GOAL OF THE EXERCISE
Update the portion of the dialogue about Jacob meeting Esau between "Brent: He bows" and "his brother here.", inclusive, writing "twin" in place of "brother".

Brent: Jacob looked up and there was Esau coming with his 400 men. He divided the children among Leah, Rachel and the two female servants. He put the female servants and their children in front, Leah and her children next, and Rachel and Joseph in the rear. He himself went on ahead and bowed down to the ground seven times as he approached his brother.

Marty: Okay. Let’s remind ourselves what just happened just before this story. A really big story. What happened just before this, Brent?

Brent: Well, this is right after his wrestling with God.

Marty: Wrestling with God and his name change. Jacob’s life has been full of moments. He’s learning lessons the hard way. He’s growing and he’s developing, but this has not been an easy road. He’s just had his wrestling with God moment, where for the first time he’s wrestled with that we’re told in the Text who he truly is. He’s coming to grips with his own identity, his own name, his own story, and how he’s gotten into this mess right before he sees Esau, which seems like really great timing. Let’s not forget that in the context of this. Go ahead.

Brent: He bows down to the ground as he approaches his brother just to make it super clear like, “I’m not here to fight you because my hip is still a little sore from the last thing I did”.

Marty: [laughs] Maybe. He’s definitely putting himself in a—he knows he’s hung out to dry here. If Esau wants it, he’s a dead man, and so he’s just really throwing himself at the mercy of his brother here.

Brent: Esau ran to meet Jacob and embraced him. He threw his arms around his neck and kissed him and they wept. Then Esau looked up and saw the women and children. “Who are these with you?” He asked. Jacob answered, “They are the children God has graciously given your servant.” Then, the female servants and their children approached and bowed down. Next to Leah and her children came and bowed down. Last of all came Joseph and Rachel, and they too bowed down.

Esau asked, “What’s the meaning of all these flocks and herds I met?” “To find favor in your eyes, my Lord,” he said. Esau said, “I already have plenty, my brother. Keep what you have for yourself.” “No, please,” said Jacob. “If I have found favor in your eyes, accept this gift from me. For to see your face is like seeing the face of God. Now that you have received me favorably, please accept the present that was brought to you, for God has been gracious to me and I have all I need.” Because Jacob insisted, Esau accepted it.

EXTRACTED ENTRIES
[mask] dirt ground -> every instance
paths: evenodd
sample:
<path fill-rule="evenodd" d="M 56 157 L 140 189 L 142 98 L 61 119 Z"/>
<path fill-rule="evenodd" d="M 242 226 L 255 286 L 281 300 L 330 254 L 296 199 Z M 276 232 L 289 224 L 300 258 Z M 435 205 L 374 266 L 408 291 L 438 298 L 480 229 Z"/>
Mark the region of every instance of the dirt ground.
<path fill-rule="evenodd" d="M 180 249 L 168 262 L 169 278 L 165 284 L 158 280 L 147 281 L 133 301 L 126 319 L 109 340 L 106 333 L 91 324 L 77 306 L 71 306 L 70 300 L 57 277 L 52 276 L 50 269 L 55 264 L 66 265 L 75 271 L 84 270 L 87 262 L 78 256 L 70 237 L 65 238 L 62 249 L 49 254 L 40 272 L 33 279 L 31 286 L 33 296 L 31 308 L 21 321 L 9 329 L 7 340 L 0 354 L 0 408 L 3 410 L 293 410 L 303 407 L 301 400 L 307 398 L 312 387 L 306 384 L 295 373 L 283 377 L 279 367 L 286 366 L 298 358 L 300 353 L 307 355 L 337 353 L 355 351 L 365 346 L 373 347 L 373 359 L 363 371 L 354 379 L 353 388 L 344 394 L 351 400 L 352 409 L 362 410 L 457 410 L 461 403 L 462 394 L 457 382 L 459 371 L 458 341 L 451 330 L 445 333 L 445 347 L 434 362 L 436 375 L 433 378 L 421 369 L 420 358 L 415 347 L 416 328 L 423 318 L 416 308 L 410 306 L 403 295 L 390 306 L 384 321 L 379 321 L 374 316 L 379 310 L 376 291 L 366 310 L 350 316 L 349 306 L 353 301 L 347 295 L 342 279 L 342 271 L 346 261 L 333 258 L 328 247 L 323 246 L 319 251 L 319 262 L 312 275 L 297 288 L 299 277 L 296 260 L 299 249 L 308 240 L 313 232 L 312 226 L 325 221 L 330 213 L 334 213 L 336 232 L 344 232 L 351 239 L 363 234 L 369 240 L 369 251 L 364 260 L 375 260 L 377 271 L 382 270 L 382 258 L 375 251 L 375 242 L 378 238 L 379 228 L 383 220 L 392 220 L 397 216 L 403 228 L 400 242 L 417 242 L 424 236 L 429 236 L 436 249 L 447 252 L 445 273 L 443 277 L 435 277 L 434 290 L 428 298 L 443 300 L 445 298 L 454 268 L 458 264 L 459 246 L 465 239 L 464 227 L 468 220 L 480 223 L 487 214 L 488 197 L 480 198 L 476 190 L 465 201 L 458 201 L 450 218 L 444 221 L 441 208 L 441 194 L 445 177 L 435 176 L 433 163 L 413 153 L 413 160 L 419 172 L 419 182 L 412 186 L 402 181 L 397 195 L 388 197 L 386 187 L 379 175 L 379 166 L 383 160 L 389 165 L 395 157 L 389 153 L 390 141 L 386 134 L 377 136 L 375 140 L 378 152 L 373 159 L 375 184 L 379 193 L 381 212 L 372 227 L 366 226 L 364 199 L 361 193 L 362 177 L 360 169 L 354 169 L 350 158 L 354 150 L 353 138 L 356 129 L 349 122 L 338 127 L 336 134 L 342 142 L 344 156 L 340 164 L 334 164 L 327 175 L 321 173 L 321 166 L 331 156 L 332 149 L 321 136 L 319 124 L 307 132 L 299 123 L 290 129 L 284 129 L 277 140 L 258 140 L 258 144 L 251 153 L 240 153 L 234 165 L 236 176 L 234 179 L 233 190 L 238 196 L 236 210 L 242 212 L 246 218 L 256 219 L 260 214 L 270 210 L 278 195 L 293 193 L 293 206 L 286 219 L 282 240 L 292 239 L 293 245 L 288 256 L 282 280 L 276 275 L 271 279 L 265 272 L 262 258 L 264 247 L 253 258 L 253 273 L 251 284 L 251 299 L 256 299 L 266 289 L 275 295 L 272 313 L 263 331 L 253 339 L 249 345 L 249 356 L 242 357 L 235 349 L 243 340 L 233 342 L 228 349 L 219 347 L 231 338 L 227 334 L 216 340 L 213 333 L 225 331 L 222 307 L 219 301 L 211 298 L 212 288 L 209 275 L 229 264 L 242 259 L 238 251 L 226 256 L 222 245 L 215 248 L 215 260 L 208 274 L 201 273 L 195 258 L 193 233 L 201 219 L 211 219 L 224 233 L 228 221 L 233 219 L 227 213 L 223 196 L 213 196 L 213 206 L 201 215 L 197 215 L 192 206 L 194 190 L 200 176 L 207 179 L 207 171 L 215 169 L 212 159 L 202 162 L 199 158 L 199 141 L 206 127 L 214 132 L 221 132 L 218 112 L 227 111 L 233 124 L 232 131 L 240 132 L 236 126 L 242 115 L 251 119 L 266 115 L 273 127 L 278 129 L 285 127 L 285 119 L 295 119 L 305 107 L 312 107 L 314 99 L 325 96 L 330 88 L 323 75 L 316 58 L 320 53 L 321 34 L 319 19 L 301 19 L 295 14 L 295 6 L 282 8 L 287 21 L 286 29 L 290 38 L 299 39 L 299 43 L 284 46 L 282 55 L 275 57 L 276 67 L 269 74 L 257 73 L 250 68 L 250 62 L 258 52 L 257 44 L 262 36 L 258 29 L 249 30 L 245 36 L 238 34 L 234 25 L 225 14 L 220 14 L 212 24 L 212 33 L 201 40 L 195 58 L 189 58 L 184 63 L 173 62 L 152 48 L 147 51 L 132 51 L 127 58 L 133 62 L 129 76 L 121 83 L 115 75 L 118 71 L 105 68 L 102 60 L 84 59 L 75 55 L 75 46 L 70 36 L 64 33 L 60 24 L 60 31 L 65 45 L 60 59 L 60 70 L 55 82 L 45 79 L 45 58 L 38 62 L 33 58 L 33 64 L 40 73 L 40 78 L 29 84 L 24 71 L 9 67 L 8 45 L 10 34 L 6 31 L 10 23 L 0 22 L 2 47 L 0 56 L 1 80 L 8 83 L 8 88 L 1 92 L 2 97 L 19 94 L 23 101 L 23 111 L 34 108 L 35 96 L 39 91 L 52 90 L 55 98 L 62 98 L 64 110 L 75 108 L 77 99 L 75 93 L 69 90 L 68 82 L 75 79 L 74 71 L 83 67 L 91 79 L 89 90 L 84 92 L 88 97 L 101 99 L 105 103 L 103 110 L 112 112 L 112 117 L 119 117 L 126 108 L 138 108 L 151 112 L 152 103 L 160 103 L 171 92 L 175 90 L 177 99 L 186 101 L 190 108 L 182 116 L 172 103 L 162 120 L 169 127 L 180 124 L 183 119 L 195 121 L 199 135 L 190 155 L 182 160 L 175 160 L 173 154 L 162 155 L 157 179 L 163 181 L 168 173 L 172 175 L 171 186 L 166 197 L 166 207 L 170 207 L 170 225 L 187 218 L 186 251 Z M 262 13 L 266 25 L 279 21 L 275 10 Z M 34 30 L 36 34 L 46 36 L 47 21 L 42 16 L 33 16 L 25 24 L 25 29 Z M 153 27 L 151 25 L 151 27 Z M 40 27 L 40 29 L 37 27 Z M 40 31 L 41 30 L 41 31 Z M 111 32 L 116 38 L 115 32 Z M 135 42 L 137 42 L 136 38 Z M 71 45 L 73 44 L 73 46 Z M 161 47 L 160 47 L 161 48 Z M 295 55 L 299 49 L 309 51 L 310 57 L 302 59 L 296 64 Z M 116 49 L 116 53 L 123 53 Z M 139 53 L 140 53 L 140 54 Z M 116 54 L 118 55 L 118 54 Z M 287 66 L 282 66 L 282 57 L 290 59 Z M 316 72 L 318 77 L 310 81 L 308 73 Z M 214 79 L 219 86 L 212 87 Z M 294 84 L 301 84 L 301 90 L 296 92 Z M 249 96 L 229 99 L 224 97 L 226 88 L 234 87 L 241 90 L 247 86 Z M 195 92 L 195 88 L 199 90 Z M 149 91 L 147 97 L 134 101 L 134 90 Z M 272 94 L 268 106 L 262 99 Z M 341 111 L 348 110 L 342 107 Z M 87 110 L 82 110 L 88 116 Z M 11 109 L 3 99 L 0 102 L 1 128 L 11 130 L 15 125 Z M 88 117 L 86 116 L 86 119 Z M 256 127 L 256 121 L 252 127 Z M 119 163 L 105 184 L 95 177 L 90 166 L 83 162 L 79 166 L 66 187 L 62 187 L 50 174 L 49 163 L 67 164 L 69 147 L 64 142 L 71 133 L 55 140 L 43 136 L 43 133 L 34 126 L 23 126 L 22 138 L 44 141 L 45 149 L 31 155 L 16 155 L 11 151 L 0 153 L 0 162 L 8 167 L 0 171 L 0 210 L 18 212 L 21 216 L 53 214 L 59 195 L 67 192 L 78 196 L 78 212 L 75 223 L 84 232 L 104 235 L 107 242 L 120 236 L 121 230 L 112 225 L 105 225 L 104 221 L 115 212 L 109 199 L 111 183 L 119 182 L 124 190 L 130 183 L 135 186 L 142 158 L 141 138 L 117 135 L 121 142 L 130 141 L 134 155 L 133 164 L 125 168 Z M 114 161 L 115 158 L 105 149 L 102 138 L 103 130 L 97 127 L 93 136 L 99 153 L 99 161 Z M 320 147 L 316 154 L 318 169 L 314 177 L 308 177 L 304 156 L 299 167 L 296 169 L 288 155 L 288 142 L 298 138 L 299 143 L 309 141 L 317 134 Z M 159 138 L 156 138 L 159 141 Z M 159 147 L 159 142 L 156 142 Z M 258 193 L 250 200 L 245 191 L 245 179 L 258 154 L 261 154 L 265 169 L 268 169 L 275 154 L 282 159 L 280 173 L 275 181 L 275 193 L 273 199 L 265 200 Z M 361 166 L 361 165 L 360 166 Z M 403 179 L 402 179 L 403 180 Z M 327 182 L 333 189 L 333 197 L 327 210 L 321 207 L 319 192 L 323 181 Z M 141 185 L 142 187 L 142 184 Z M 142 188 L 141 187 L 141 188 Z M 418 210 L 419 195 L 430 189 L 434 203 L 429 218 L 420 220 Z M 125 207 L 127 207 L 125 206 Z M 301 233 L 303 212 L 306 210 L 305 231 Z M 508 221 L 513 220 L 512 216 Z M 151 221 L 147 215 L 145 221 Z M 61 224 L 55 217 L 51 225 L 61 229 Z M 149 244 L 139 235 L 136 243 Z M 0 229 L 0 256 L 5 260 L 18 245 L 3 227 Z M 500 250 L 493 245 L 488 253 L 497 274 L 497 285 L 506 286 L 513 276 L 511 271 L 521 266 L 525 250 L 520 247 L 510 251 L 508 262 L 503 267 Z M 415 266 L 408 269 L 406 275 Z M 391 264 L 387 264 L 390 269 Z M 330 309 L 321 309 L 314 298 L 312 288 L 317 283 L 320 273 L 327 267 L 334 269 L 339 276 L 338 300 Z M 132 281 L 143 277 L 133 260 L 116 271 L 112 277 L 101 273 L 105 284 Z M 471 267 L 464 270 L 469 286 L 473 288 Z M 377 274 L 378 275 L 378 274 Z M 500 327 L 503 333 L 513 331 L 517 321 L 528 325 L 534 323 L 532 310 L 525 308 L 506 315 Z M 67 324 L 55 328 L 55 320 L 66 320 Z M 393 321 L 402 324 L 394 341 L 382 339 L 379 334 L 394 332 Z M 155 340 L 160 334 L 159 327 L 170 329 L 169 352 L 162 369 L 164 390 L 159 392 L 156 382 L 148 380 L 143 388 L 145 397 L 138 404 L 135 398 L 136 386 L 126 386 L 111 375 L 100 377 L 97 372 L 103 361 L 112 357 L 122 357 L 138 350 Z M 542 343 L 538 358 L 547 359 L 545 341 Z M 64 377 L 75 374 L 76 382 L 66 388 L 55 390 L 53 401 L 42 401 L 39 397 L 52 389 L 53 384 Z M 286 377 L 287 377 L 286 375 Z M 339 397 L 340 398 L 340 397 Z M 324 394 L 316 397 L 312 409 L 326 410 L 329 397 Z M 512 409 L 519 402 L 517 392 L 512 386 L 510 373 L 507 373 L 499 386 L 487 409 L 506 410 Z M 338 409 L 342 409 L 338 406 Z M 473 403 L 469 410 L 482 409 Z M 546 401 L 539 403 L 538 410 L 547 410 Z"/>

SOLUTION FOR THIS PROBLEM
Brent: He bows down to the ground as he approaches his twin just to make it super clear like, “I’m not here to fight you because my hip is still a little sore from the last thing I did”.

Marty: [laughs] Maybe. He’s definitely putting himself in a—he knows he’s hung out to dry here. If Esau wants it, he’s a dead man, and so he’s just really throwing himself at the mercy of his twin here.